**PAGE TEXT**
Re: Font-style vs. phrase elements

At 07:28 AM 5/19/96 -0400, Ron Newman wrote:
>Any idea why FONT is neither a font element nor a phrase element,
>but instead grouped with "special" ?

   I have no idea, nor do I care.  Nobody has yet explained to me
why this tag is necessary or desirable.  I have already demonstrated
that it results in a net loss in communication over the World Wide
Web.  Any distinctions it is intended to carry are lost on systems
that do *not* recognize it; on those that *do* recognize it, there
are many situations, unforeseen to authors, in which text can become 
irrecoverably illegible or even invisible to a broad range of users.

**WORK TO DO**
• a. In the location labeling records, recast everything from the line containing "Task: point to every instance of the white breast." down to the line containing "[[723, 384], [343, 175], [562, 63], [819, 497], [277, 72]]" as a Markdown table with the columns Row and Line. Number each nonblank line in the Row column, and leave the pictures out.
• b. Continue the reply about the FONT tag from where it stops.

Location labeling records
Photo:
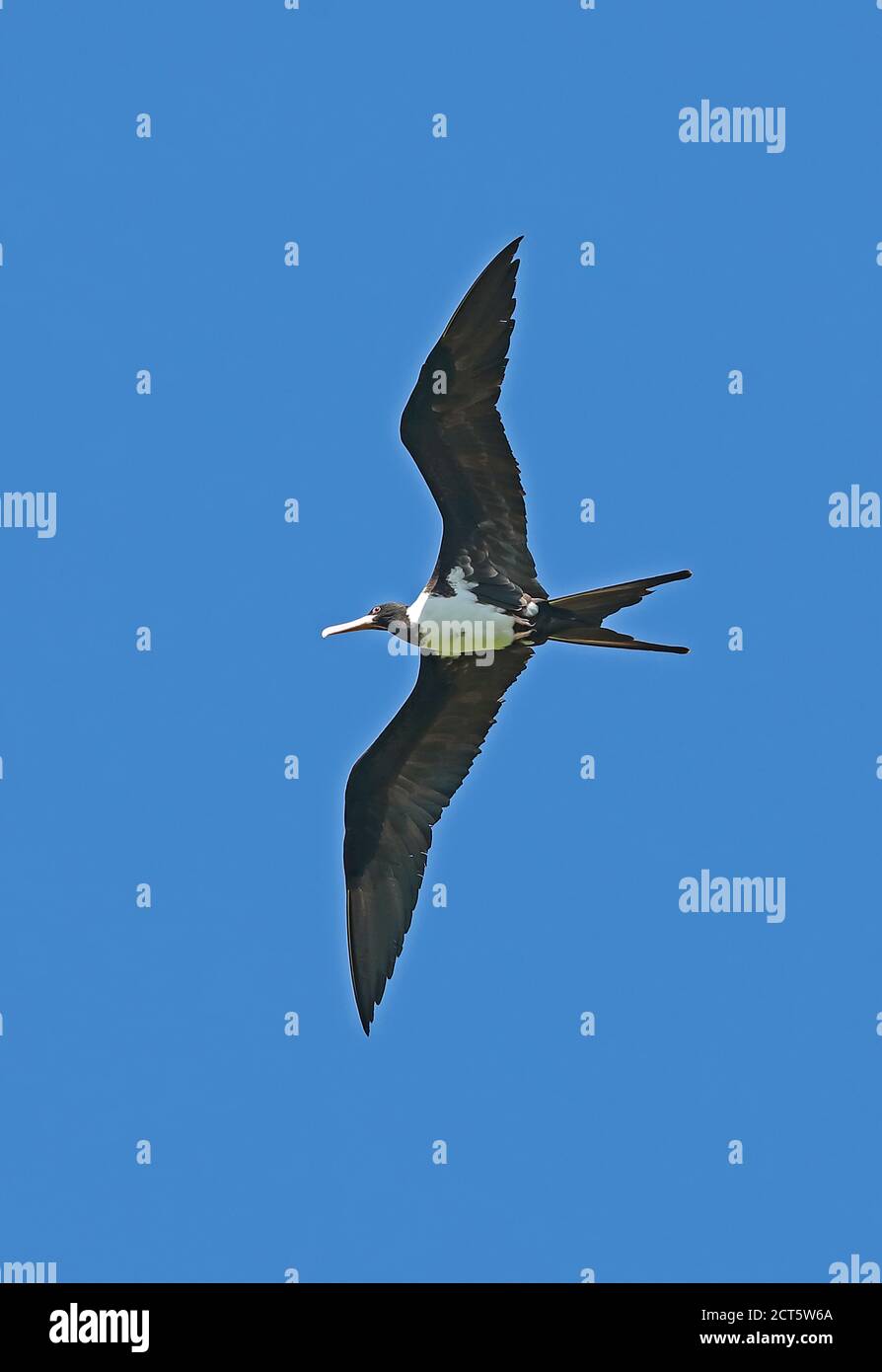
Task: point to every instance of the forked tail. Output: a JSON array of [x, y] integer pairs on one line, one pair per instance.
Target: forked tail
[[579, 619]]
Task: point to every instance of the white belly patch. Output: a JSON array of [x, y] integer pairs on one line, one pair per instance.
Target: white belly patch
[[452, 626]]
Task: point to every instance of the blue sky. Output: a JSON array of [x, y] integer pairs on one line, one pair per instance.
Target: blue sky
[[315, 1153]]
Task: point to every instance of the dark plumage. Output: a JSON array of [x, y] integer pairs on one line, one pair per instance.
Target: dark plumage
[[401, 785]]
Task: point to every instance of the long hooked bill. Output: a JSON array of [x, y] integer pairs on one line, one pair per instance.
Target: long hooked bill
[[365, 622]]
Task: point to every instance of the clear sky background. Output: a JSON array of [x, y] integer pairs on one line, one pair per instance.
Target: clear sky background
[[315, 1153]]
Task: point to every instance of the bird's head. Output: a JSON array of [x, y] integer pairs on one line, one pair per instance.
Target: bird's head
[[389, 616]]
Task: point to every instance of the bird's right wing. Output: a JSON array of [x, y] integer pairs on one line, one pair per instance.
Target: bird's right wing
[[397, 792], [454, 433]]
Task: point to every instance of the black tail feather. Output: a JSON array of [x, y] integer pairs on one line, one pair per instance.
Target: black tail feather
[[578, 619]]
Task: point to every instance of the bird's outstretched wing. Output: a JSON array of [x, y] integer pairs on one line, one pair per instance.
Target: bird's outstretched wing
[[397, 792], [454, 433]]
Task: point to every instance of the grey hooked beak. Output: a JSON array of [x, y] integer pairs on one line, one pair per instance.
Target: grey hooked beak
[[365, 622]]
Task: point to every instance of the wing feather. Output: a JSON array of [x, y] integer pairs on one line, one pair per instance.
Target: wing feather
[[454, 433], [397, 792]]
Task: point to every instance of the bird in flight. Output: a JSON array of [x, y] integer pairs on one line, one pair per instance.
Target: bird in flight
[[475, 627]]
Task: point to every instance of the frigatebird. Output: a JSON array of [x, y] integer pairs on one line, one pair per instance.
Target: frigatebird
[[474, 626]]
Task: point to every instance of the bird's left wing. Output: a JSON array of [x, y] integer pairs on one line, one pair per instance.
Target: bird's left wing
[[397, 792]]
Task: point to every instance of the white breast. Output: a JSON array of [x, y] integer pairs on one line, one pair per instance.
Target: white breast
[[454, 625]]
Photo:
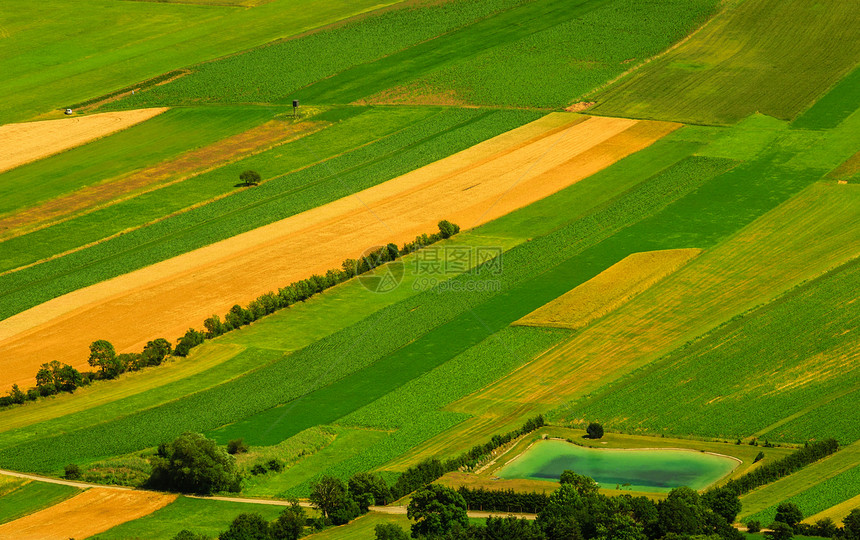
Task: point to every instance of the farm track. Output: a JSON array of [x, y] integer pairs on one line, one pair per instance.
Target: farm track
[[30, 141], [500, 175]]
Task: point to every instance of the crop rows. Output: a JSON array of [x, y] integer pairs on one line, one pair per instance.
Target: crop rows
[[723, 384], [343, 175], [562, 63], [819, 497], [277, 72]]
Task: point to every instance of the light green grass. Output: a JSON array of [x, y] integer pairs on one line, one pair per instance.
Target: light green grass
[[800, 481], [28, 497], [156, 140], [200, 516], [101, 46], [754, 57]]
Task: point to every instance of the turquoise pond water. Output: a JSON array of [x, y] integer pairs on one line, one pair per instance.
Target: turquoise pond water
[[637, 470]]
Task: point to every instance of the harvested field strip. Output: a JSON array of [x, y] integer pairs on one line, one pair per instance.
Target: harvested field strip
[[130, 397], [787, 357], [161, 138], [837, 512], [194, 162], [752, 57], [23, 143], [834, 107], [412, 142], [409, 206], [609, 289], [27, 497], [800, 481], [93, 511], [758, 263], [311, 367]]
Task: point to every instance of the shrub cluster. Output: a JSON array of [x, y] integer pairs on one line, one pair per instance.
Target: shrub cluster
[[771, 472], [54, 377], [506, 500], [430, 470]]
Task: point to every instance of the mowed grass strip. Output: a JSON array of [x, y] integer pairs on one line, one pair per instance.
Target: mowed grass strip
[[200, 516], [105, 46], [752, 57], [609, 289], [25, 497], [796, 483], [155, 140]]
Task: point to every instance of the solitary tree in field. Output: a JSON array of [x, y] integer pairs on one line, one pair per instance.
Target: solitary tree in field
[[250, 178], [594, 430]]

**EXPECTED OUTPUTS**
• a.
| Row | Line |
|---|---|
| 1 | Task: point to every instance of the white breast. Output: a JSON array of [x, y] integer pairs on one line, one pair per instance. |
| 2 | Target: white breast |
| 3 | [[454, 625]] |
| 4 | Photo: |
| 5 | Task: point to every instance of the farm track. Output: a JSON array of [x, y] integer pairs on one line, one pair per instance. |
| 6 | Target: farm track |
| 7 | [[30, 141], [500, 175]] |
| 8 | Task: point to every instance of the crop rows. Output: a JSON array of [x, y] integer pairs on one line, one pair per instance. |
| 9 | Target: crop rows |
| 10 | [[723, 384], [343, 175], [562, 63], [819, 497], [277, 72]] |

• b.
If frequently defeats all attempts at seaching and indexing based
on hierarchical headings.  It was designed and implemented as a 
jackleg hack with no concept of standards nor of graceful degradation, 
and its inclusion in the "HTML 3.2" documents is their most glaring 
flaw, no matter what category you put it in.  :[

   It pains me that innocent yet uninformed authors, who set font 
sizes and colors in hopes of emphasizing parts of their message,
can validate their work with a DTD sanctioned by W3C, remaining
blissfully unaware that their cherished work has become invisible
or inaccessible to many users, and unusable by indexers.  If 
there were ever an element which should be at least "deprecated"
with strong warnings for the present, and relegated to style 
sheets for the future, this is it!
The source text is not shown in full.